DIRECTIONS —
(1) Rewrite the data quality excerpt starting at "Technology tools that" and ending at "(Analyzing & Implementing)", substituting "metadata catalog" for "metadata repository".
(2) According to the data quality excerpt, what share of a quant or analyst's time on an analytical project does Capgemini estimate currently goes to data quality issues?

Marketing and IT must have a method to link the technical specifications of a data element with its business definition.

Executing advanced analytics requires more than a data warehouse and statistician. Where once the competitive advantage in advanced analytics came primarily through predictive modeling techniques, now the playing field has been leveled as these best practices have spread. The competitive advantage now comes from data quality. In other words, the value of that data-- i.e. the degree to which it contributes to a more powerful cross-sell prediction--depends primarily on its quality.

Achieving high data quality data requires an enterprise level data quality management program. Here marketing has a strong ally in the risk group, as new regulations require management to certify the quality of key data elements in risk reporting. Proactively engaging in data quality efforts should provide marketing with the opportunity to impact the design of the program. Marketing should advocate in support of:

Technology tools that make it easier to understand what type of information a data element contains, its quality score, and how it changes over time.

A metadata repository that provides users with a powerful electronic data dictionary where data lineage, sources and the ability to trace business concepts and terms to conceptual and physical data models are supported.

Exhibit 3: Common Information Model

Business Perspective

Business Information (CI needs)

Business Process (Analyzing & Implementing)

Governance

Common Information

Model

Control

Technology Perspective

Logical Information (e.g. EDM)

Physical Data (e.g. MDM)

It is absolutely necessary that marketing and IT have a method to link the technical specifications of a data element with its business definition; this is done through a common information dictionary, housed in a metadata repository.

Marketers often avoid Data Quality and Data Governance programs because there doesn't appear to be a good return on their investment of time. Capgemini's experience strongly indicates the reverse is true. Capgemini estimates that on any given analytical project, currently about 60% of the quant or analyst's time is spent on data quality issues. The successful implementation of an enterprise data quality program can result in that time reduced to 10%--a significant cost savings.

SUPPLIED ENTRIES —
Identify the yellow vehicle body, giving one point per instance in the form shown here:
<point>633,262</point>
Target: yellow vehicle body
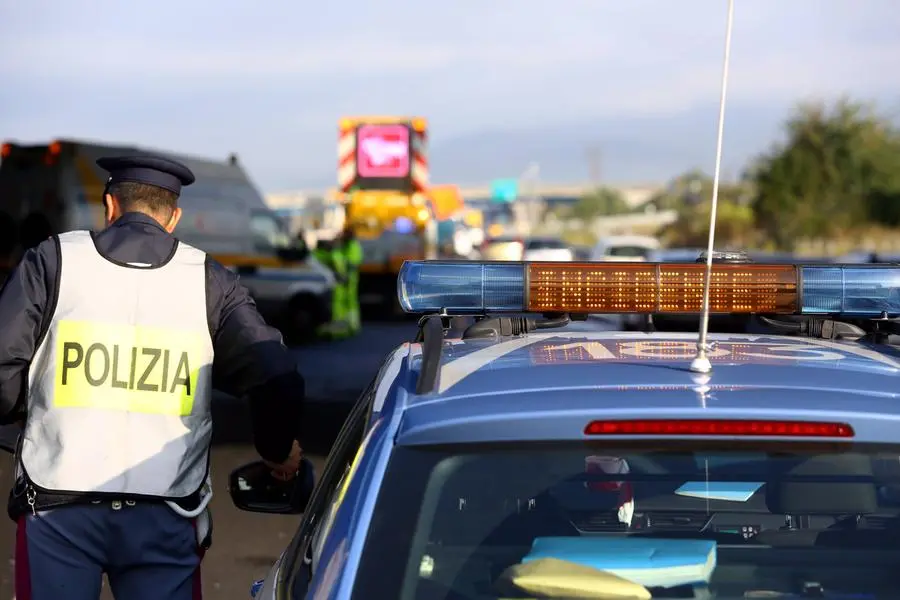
<point>374,215</point>
<point>383,179</point>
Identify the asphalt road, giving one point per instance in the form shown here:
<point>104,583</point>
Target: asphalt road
<point>245,545</point>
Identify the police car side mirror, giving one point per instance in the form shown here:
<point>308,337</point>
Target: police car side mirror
<point>253,488</point>
<point>9,437</point>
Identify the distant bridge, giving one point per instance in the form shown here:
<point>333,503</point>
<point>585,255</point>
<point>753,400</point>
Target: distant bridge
<point>635,194</point>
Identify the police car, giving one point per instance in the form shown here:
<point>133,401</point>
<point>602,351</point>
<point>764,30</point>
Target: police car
<point>504,454</point>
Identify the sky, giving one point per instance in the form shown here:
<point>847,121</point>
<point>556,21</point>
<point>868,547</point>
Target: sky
<point>503,83</point>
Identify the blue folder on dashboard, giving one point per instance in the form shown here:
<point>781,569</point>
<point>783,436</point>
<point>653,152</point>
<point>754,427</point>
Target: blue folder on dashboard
<point>734,491</point>
<point>650,562</point>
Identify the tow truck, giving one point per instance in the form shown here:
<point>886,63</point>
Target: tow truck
<point>383,180</point>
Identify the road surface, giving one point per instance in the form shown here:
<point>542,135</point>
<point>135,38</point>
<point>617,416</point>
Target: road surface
<point>245,545</point>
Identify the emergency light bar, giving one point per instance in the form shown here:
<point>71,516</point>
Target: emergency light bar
<point>472,287</point>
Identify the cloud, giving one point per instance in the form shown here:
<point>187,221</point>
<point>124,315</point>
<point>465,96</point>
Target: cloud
<point>213,77</point>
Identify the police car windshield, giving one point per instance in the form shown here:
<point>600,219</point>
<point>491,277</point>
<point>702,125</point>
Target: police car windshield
<point>679,521</point>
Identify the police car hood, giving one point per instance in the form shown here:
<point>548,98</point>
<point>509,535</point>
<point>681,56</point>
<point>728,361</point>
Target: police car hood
<point>640,361</point>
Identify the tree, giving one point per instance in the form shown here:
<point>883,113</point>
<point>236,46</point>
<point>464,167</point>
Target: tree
<point>838,169</point>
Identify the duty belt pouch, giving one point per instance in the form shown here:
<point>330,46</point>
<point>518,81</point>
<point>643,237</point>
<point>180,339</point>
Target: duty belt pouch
<point>203,527</point>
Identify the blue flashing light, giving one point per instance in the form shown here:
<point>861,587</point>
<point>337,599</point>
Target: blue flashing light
<point>464,287</point>
<point>865,291</point>
<point>461,287</point>
<point>404,225</point>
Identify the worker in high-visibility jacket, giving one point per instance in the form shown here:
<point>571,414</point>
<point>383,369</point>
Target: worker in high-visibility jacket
<point>330,254</point>
<point>352,251</point>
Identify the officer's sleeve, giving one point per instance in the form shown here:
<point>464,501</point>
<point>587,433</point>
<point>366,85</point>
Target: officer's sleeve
<point>25,311</point>
<point>252,361</point>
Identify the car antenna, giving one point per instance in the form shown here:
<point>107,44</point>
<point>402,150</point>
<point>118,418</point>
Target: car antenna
<point>701,363</point>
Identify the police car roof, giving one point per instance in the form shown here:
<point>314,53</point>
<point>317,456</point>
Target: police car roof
<point>550,385</point>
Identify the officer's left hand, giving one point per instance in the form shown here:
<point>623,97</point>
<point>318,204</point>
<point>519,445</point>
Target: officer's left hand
<point>287,470</point>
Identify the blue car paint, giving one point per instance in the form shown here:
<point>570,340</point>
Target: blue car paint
<point>540,391</point>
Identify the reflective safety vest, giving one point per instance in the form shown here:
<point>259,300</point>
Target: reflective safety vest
<point>120,387</point>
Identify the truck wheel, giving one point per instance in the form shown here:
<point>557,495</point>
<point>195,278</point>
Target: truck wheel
<point>303,316</point>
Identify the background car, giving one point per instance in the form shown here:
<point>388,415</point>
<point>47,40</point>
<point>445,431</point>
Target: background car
<point>474,464</point>
<point>624,248</point>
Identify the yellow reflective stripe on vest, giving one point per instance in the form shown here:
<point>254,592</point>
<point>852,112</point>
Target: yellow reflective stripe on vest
<point>128,368</point>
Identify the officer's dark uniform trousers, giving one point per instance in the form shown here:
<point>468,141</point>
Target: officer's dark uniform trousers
<point>146,549</point>
<point>61,556</point>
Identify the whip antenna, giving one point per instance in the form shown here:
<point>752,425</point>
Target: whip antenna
<point>701,363</point>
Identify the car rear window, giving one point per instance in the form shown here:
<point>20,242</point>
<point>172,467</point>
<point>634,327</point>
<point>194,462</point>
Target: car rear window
<point>670,521</point>
<point>545,244</point>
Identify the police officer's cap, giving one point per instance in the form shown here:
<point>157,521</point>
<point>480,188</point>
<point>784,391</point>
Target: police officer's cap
<point>150,170</point>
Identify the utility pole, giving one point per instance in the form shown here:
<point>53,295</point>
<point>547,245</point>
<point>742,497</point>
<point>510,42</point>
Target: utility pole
<point>594,156</point>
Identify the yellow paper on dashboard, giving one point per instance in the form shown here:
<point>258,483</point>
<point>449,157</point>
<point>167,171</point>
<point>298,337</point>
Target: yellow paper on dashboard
<point>554,578</point>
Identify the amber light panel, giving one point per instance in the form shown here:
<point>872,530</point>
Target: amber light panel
<point>660,288</point>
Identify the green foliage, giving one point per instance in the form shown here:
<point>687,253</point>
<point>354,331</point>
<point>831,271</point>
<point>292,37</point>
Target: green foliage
<point>837,171</point>
<point>835,176</point>
<point>602,202</point>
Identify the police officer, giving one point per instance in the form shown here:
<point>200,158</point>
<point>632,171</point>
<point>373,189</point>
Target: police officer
<point>329,253</point>
<point>9,240</point>
<point>353,255</point>
<point>111,344</point>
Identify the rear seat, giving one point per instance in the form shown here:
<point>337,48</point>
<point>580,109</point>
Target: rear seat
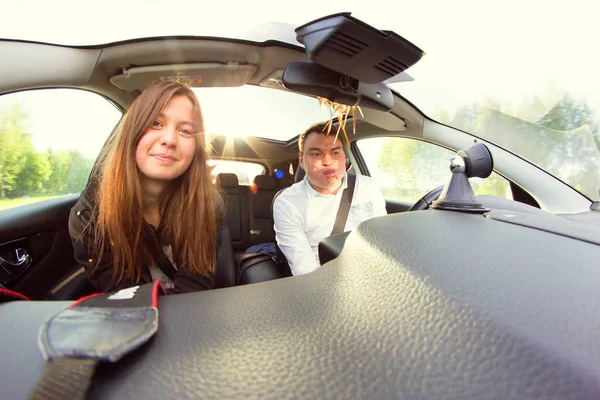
<point>251,223</point>
<point>261,221</point>
<point>236,200</point>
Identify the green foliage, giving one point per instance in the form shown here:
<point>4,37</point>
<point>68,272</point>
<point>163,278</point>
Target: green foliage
<point>25,172</point>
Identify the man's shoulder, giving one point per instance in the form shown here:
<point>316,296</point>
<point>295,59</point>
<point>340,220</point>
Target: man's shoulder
<point>291,192</point>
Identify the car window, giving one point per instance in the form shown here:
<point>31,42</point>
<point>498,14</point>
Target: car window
<point>245,171</point>
<point>49,141</point>
<point>407,169</point>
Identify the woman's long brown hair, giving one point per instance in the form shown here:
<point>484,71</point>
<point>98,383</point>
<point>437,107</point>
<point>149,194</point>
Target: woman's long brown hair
<point>189,215</point>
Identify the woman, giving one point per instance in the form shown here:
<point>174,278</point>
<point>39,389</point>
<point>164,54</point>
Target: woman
<point>150,210</point>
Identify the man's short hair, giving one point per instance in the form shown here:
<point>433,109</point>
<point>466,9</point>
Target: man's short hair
<point>319,128</point>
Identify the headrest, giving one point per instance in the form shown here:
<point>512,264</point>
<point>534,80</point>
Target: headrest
<point>227,180</point>
<point>265,182</point>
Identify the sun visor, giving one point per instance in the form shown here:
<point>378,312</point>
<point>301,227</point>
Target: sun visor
<point>231,74</point>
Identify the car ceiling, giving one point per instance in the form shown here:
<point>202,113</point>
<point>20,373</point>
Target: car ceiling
<point>32,65</point>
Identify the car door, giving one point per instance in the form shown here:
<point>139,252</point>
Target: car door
<point>49,141</point>
<point>407,169</point>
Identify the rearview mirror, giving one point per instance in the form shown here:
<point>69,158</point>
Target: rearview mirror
<point>313,79</point>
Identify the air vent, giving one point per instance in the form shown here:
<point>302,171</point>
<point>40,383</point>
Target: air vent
<point>391,66</point>
<point>345,44</point>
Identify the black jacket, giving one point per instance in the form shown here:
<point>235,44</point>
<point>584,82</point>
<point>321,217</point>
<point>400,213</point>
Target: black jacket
<point>101,276</point>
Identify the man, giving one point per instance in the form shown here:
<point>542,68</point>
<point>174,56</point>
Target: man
<point>304,214</point>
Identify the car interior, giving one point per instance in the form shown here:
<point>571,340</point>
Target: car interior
<point>453,295</point>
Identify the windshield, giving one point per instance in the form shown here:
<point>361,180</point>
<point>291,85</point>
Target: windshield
<point>522,74</point>
<point>257,111</point>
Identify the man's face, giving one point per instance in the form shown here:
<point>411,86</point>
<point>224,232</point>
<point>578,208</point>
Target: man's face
<point>324,162</point>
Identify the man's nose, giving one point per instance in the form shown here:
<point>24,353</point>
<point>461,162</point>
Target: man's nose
<point>327,159</point>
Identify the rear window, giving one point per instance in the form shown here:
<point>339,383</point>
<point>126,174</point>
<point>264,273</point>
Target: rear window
<point>245,171</point>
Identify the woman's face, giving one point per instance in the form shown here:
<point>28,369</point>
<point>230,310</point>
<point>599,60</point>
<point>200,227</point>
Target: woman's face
<point>167,148</point>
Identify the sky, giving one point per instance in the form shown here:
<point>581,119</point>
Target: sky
<point>475,50</point>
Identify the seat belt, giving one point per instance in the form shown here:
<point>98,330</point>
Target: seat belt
<point>100,327</point>
<point>344,208</point>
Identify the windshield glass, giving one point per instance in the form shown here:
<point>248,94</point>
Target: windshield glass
<point>522,74</point>
<point>257,111</point>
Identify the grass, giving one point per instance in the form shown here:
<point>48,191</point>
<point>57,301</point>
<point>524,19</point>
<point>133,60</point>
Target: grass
<point>5,204</point>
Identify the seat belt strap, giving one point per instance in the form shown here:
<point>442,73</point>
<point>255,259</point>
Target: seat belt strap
<point>96,328</point>
<point>344,208</point>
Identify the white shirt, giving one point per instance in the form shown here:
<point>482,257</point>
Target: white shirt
<point>303,217</point>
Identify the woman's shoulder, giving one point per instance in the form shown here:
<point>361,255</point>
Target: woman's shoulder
<point>81,213</point>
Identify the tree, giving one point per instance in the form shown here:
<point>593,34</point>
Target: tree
<point>15,142</point>
<point>33,175</point>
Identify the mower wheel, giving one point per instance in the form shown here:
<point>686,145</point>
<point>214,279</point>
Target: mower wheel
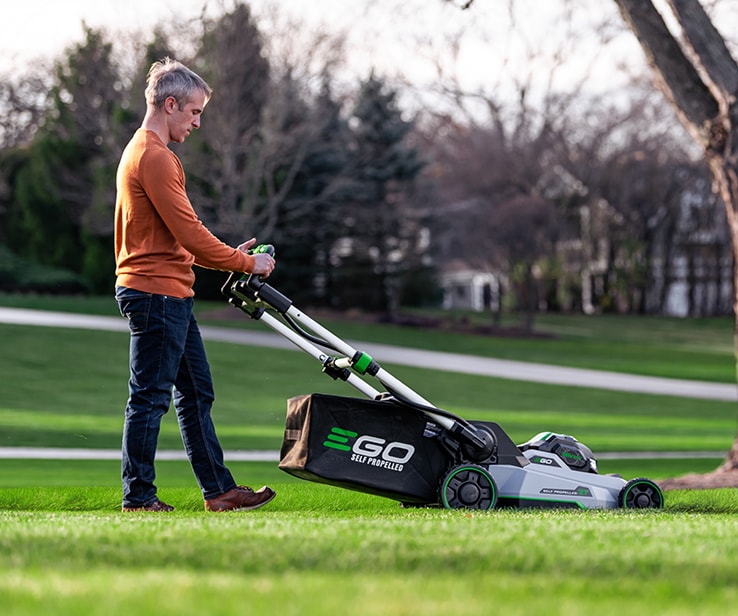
<point>468,487</point>
<point>641,494</point>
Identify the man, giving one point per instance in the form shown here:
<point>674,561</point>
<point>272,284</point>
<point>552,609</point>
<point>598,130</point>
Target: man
<point>158,238</point>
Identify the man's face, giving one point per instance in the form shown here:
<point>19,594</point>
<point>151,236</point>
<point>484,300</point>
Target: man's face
<point>185,118</point>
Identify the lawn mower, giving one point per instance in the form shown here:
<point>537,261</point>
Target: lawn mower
<point>395,444</point>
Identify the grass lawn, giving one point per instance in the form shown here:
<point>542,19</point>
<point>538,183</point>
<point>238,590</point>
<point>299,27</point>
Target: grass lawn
<point>66,549</point>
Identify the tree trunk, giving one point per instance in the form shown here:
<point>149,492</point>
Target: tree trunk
<point>700,79</point>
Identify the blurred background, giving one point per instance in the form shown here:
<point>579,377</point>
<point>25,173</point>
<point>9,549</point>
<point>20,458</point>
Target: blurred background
<point>505,156</point>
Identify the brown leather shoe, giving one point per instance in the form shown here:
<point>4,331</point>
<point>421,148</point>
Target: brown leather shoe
<point>157,505</point>
<point>240,498</point>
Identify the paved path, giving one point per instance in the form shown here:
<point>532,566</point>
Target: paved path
<point>450,362</point>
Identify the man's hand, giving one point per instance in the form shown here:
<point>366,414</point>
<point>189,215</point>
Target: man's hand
<point>263,262</point>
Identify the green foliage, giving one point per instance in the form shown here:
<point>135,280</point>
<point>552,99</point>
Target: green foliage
<point>23,275</point>
<point>316,550</point>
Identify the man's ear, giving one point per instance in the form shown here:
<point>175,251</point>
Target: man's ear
<point>170,104</point>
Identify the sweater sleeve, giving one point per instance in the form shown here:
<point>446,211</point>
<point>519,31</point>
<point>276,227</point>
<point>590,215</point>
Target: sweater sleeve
<point>162,177</point>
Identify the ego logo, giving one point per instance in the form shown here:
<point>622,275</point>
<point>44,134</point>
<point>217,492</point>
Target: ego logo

RESPONSES TO THE TASKS —
(1)
Technology tools that make it easier to understand what type of information a data element contains, its quality score, and how it changes over time.

A metadata catalog that provides users with a powerful electronic data dictionary where data lineage, sources and the ability to trace business concepts and terms to conceptual and physical data models are supported.

Exhibit 3: Common Information Model

Business Perspective

Business Information (CI needs)

Business Process (Analyzing & Implementing)

(2) About 60%.